WHAT THE EXERCISE ASKS »
List all lines of the data containing the word "balloon".

SUPPLIED MATERIAL »
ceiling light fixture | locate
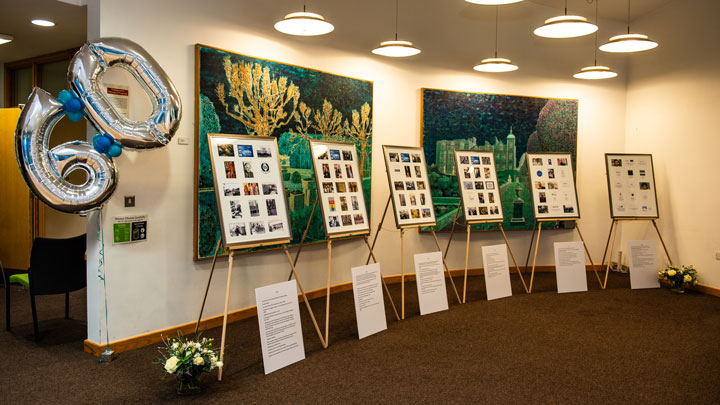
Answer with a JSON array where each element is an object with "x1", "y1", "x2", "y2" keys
[
  {"x1": 0, "y1": 34, "x2": 14, "y2": 45},
  {"x1": 599, "y1": 0, "x2": 657, "y2": 53},
  {"x1": 274, "y1": 2, "x2": 334, "y2": 36},
  {"x1": 533, "y1": 0, "x2": 597, "y2": 38},
  {"x1": 31, "y1": 19, "x2": 55, "y2": 27},
  {"x1": 573, "y1": 0, "x2": 617, "y2": 80},
  {"x1": 464, "y1": 0, "x2": 524, "y2": 4},
  {"x1": 474, "y1": 6, "x2": 518, "y2": 72},
  {"x1": 372, "y1": 0, "x2": 421, "y2": 57},
  {"x1": 574, "y1": 0, "x2": 617, "y2": 80}
]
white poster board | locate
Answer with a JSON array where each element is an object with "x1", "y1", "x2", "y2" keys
[
  {"x1": 605, "y1": 154, "x2": 659, "y2": 218},
  {"x1": 382, "y1": 145, "x2": 436, "y2": 228},
  {"x1": 413, "y1": 251, "x2": 449, "y2": 315},
  {"x1": 351, "y1": 263, "x2": 388, "y2": 339},
  {"x1": 627, "y1": 240, "x2": 661, "y2": 289},
  {"x1": 454, "y1": 150, "x2": 504, "y2": 222},
  {"x1": 482, "y1": 244, "x2": 512, "y2": 300},
  {"x1": 207, "y1": 134, "x2": 292, "y2": 248},
  {"x1": 526, "y1": 153, "x2": 580, "y2": 219},
  {"x1": 553, "y1": 241, "x2": 588, "y2": 293},
  {"x1": 255, "y1": 280, "x2": 305, "y2": 374},
  {"x1": 309, "y1": 140, "x2": 371, "y2": 236}
]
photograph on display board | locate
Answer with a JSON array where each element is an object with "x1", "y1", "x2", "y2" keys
[
  {"x1": 195, "y1": 44, "x2": 373, "y2": 260},
  {"x1": 207, "y1": 134, "x2": 292, "y2": 248},
  {"x1": 421, "y1": 88, "x2": 578, "y2": 232},
  {"x1": 310, "y1": 139, "x2": 370, "y2": 236},
  {"x1": 526, "y1": 153, "x2": 580, "y2": 219},
  {"x1": 604, "y1": 153, "x2": 659, "y2": 218},
  {"x1": 453, "y1": 150, "x2": 504, "y2": 223},
  {"x1": 383, "y1": 145, "x2": 437, "y2": 228}
]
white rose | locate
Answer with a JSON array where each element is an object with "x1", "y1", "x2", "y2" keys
[
  {"x1": 171, "y1": 342, "x2": 179, "y2": 350},
  {"x1": 164, "y1": 356, "x2": 180, "y2": 373},
  {"x1": 217, "y1": 361, "x2": 224, "y2": 368},
  {"x1": 193, "y1": 356, "x2": 205, "y2": 366}
]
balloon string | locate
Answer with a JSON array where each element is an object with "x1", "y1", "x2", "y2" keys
[{"x1": 96, "y1": 210, "x2": 112, "y2": 364}]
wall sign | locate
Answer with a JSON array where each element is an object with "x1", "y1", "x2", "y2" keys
[{"x1": 113, "y1": 215, "x2": 147, "y2": 244}]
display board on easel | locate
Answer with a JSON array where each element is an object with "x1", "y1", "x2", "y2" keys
[
  {"x1": 382, "y1": 145, "x2": 436, "y2": 228},
  {"x1": 203, "y1": 133, "x2": 325, "y2": 380},
  {"x1": 605, "y1": 153, "x2": 659, "y2": 218},
  {"x1": 309, "y1": 139, "x2": 370, "y2": 236},
  {"x1": 526, "y1": 153, "x2": 580, "y2": 219}
]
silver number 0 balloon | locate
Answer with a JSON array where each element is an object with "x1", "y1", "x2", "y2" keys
[{"x1": 15, "y1": 37, "x2": 182, "y2": 214}]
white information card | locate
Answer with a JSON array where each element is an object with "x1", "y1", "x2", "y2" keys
[
  {"x1": 255, "y1": 280, "x2": 305, "y2": 374},
  {"x1": 414, "y1": 251, "x2": 449, "y2": 315},
  {"x1": 553, "y1": 241, "x2": 588, "y2": 293},
  {"x1": 628, "y1": 240, "x2": 661, "y2": 289},
  {"x1": 482, "y1": 244, "x2": 513, "y2": 300},
  {"x1": 351, "y1": 263, "x2": 388, "y2": 339}
]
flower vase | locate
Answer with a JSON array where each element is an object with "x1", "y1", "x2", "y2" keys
[
  {"x1": 671, "y1": 285, "x2": 685, "y2": 294},
  {"x1": 177, "y1": 375, "x2": 201, "y2": 396}
]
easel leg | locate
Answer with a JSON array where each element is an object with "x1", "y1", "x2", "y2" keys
[
  {"x1": 528, "y1": 221, "x2": 542, "y2": 293},
  {"x1": 463, "y1": 224, "x2": 471, "y2": 303},
  {"x1": 400, "y1": 228, "x2": 405, "y2": 320},
  {"x1": 364, "y1": 235, "x2": 400, "y2": 321},
  {"x1": 195, "y1": 238, "x2": 222, "y2": 334},
  {"x1": 652, "y1": 220, "x2": 674, "y2": 265},
  {"x1": 324, "y1": 240, "x2": 332, "y2": 348},
  {"x1": 366, "y1": 197, "x2": 391, "y2": 265},
  {"x1": 598, "y1": 220, "x2": 615, "y2": 287},
  {"x1": 603, "y1": 220, "x2": 619, "y2": 289},
  {"x1": 443, "y1": 204, "x2": 462, "y2": 260},
  {"x1": 499, "y1": 224, "x2": 528, "y2": 294},
  {"x1": 524, "y1": 220, "x2": 539, "y2": 273},
  {"x1": 574, "y1": 222, "x2": 603, "y2": 288},
  {"x1": 287, "y1": 197, "x2": 319, "y2": 281},
  {"x1": 430, "y1": 230, "x2": 462, "y2": 304},
  {"x1": 217, "y1": 251, "x2": 234, "y2": 382},
  {"x1": 282, "y1": 245, "x2": 325, "y2": 347}
]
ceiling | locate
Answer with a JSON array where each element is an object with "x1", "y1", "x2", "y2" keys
[{"x1": 0, "y1": 0, "x2": 674, "y2": 65}]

TASK RESULT »
balloon string | locate
silver number 0 balloon | locate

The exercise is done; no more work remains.